Present the lines of the items from the line containing "One point belongs to every instance of the diamond-shaped" through the line containing "Target: diamond-shaped window", both included, as a Markdown table with the columns Row and Content, one line per row and blank lines omitted.

◆ Stored rows ◆
* begin *

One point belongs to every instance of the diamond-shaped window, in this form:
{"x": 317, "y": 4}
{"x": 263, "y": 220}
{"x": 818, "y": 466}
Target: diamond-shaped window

* end *
* begin *

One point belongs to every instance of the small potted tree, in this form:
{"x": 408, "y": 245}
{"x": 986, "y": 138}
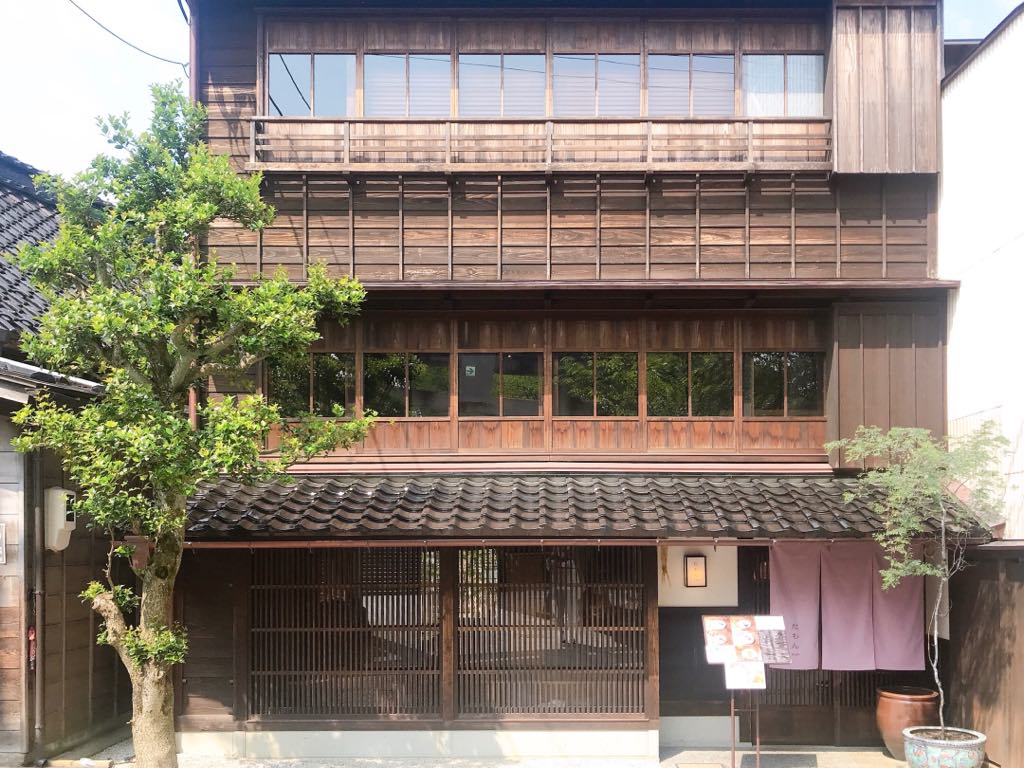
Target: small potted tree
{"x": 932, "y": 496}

* end *

◆ Solved problem ◆
| Row | Content |
|---|---|
| 1 | One point belongs to every instance of the diamond-shaped window, in this form: |
| 2 | {"x": 317, "y": 4} |
| 3 | {"x": 263, "y": 220} |
| 4 | {"x": 818, "y": 466} |
| 5 | Target: diamond-shaped window |